§ **What to do**
Would you write out all of the data exactly as it appears below?

(Referring expression pointing data)
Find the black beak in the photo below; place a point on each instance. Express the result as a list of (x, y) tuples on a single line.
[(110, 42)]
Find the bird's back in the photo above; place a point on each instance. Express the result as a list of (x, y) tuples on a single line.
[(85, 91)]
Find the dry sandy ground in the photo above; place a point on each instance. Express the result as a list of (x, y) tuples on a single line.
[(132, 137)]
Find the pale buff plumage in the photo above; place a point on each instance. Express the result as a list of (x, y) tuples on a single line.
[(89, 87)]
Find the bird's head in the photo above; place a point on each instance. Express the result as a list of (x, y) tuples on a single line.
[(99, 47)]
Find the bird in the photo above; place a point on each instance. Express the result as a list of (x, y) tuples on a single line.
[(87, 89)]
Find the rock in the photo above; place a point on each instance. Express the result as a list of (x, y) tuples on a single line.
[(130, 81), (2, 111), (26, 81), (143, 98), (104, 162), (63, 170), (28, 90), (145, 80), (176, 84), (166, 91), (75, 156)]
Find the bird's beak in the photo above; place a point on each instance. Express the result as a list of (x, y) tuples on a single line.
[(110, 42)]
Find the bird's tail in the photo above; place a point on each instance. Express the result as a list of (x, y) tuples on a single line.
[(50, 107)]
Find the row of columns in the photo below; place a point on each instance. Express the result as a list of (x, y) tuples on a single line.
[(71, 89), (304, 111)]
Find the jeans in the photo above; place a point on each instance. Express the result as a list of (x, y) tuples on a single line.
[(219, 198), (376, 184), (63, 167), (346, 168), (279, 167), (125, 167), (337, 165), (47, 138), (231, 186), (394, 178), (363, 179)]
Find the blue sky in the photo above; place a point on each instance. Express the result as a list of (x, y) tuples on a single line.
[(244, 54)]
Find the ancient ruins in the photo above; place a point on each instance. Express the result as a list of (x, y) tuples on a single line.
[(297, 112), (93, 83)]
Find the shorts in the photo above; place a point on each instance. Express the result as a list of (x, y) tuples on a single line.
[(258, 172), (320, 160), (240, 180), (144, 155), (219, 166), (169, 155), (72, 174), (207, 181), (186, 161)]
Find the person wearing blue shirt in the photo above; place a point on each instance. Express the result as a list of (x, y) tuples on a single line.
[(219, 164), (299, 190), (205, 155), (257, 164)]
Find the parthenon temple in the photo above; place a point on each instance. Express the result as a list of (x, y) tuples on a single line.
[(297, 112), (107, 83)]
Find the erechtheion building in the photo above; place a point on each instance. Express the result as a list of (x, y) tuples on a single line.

§ **Your response**
Find the black beak in the photo below; place a point on each instance. Express the result as a list of (x, y) tuples on a single line.
[(110, 42)]
Find the bird's back in the photo above; place a point on each instance. Express the result as a list of (x, y) tuples on a single line.
[(85, 91)]
Find the dry sandy ground in the photo above; place a point on each instance. Express the result as a list of (x, y) tuples on a single line.
[(132, 137)]
Find the pale buff plumage in the photo above; place a point on each instance. Express the result as a list of (x, y) tuples on a single line.
[(89, 87)]
Find the bird's head in the photo above; place a point on each instance. Express the result as a list of (x, y) tuples on a single line.
[(99, 47)]
Find the bird in the photo above; place a point on each instance. Express the result as a list of (x, y) tuples on a single line.
[(87, 89)]
Find the rock in the photo above; place a point on each instance. Express the result as a list of (x, y) tuples on a single line.
[(130, 81), (2, 111), (26, 81), (143, 98), (104, 162), (63, 170), (28, 90), (145, 80), (176, 84), (166, 91), (75, 156)]
Find the bird's beak in the photo above; place a point on each instance. Express the result as a list of (x, y) tuples on a single line.
[(110, 42)]
Find the bird's tail in the photo above; place a point on each instance. Express the result as a list of (x, y) tuples on a single line.
[(50, 107)]
Find the row of columns in the photo below; place a point on each instance. Express the result as a list of (x, y) tuples on a single line.
[(71, 89), (304, 111)]
Find the jeans in the photo above; place a point on each instance. Express the result as a list of (x, y) tuples on a single line.
[(219, 198), (376, 184), (63, 167), (346, 168), (279, 167), (125, 167), (337, 165), (47, 138), (231, 186), (394, 178), (363, 179)]
Find the blue sky in the photo above; place a point on each instance. Express the result as a list of (x, y) tuples on a single line.
[(244, 54)]
Find the ancient ruins in the photo above; place a point on each instance. Express the result as a list of (x, y) tuples on a single line.
[(297, 112), (93, 83)]
Find the shorts in the photo above; place a point on each instance. Express the result as a list of (x, y) tuples on a single line.
[(258, 172), (320, 160), (240, 180), (144, 155), (219, 166), (169, 155), (72, 174), (207, 181), (186, 161)]
Find the person wearing blue shirt in the photo above; place a point on each instance. Express the result as a list of (x, y) tuples on a single line.
[(219, 164), (299, 190), (205, 155), (257, 164)]
Find the parthenon temple in the photo above; place a point on each instance. Express the result as a list of (x, y) tuples on a single line.
[(297, 112), (107, 83)]
Find the erechtheion building in the photo above; place a point on each instance. Express the result as a list of (x, y) tuples on a single line.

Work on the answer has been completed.